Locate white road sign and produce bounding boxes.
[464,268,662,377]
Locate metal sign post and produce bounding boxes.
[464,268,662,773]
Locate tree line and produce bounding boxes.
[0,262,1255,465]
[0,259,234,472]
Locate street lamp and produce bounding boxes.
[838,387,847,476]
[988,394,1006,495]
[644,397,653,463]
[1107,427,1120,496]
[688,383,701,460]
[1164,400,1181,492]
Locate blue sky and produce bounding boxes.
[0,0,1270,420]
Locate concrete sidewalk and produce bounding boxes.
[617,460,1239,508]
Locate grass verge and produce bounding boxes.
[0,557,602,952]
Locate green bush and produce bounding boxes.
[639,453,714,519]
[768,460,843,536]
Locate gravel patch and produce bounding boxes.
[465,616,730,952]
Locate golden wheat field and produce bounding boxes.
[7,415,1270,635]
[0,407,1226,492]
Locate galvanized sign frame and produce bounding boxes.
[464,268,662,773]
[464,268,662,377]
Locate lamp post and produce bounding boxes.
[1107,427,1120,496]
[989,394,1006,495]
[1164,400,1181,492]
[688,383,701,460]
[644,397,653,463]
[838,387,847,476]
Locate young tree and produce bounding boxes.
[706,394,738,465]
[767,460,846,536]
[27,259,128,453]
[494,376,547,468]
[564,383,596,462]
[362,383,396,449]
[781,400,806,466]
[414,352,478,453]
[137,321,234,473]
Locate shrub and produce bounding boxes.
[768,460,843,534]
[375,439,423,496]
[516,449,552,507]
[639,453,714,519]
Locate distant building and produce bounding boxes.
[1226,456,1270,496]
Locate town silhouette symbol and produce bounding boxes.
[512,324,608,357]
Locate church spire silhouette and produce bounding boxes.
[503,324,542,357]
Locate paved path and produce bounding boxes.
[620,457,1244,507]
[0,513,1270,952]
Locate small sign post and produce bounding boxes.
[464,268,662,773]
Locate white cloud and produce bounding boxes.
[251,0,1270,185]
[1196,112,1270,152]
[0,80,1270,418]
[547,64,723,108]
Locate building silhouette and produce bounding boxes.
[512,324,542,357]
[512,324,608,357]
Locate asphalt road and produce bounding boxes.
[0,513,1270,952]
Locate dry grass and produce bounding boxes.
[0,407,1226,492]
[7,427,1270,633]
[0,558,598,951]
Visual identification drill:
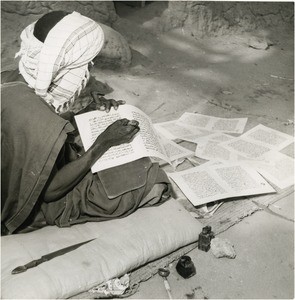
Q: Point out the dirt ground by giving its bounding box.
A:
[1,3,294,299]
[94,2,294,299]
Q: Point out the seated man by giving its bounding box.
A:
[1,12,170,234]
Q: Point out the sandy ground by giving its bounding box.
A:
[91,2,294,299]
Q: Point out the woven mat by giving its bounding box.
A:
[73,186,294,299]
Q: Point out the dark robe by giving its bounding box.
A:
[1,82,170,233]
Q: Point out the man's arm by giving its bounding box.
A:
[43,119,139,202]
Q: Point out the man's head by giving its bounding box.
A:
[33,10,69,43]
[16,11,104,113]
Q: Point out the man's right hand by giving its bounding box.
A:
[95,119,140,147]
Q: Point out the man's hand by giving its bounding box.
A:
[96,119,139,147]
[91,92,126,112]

───

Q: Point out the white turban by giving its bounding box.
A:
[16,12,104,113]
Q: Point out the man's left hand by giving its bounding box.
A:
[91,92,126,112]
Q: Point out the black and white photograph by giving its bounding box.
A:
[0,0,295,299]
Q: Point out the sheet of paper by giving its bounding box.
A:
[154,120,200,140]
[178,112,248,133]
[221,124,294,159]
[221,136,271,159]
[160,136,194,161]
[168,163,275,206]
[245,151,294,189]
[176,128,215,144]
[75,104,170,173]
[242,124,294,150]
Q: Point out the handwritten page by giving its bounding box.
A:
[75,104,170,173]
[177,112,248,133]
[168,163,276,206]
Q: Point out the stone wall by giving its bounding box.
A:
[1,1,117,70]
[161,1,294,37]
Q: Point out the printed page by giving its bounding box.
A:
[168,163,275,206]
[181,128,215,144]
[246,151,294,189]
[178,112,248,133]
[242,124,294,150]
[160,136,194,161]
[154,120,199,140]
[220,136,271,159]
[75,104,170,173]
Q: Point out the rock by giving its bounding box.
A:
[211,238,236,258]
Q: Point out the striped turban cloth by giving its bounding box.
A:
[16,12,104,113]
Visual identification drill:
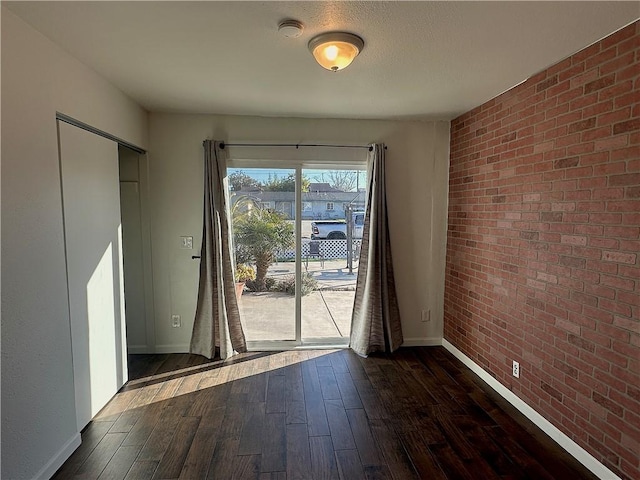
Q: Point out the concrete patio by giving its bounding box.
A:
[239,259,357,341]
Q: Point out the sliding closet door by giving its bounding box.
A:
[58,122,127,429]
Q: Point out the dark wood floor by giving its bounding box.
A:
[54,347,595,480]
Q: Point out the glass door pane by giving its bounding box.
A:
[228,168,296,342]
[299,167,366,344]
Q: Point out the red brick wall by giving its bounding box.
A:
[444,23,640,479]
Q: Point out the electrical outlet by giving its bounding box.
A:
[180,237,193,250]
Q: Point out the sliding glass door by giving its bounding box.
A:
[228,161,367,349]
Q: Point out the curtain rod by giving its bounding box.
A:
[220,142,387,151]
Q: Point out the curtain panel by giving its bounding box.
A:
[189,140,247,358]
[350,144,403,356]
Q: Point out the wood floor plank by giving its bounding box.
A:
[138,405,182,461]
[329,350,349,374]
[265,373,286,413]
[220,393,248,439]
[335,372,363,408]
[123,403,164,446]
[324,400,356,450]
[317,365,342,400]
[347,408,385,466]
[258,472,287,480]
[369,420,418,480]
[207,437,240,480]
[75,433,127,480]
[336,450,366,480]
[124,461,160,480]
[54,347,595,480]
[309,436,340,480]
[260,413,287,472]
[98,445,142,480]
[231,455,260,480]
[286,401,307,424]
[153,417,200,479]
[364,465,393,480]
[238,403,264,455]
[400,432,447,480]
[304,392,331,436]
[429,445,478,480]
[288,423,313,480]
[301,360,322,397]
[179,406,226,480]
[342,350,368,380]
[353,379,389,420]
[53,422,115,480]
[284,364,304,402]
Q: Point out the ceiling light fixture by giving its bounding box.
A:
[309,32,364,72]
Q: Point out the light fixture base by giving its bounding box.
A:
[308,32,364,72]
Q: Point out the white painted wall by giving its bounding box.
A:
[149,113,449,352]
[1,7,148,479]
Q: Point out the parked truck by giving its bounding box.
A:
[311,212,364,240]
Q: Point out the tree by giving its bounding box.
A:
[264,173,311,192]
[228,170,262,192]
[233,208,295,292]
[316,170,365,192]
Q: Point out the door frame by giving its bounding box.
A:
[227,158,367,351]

───

→ Problem to solve: Rewrite the lines starting at the one containing "Q: Point out the sliding closet" and ending at the one containing "[299,167,366,344]", adding 145 to every bounding box coordinate in the answers and keeping all other text unchanged.

→ Result of the exercise:
Q: Point out the sliding closet door by giving its bounding box.
A:
[203,267,272,574]
Q: Point out the dark wood floor by giving its bounding box.
A:
[199,492,740,625]
Q: Point out the glass door pane by giving its bounding box.
A:
[373,313,441,487]
[444,312,511,489]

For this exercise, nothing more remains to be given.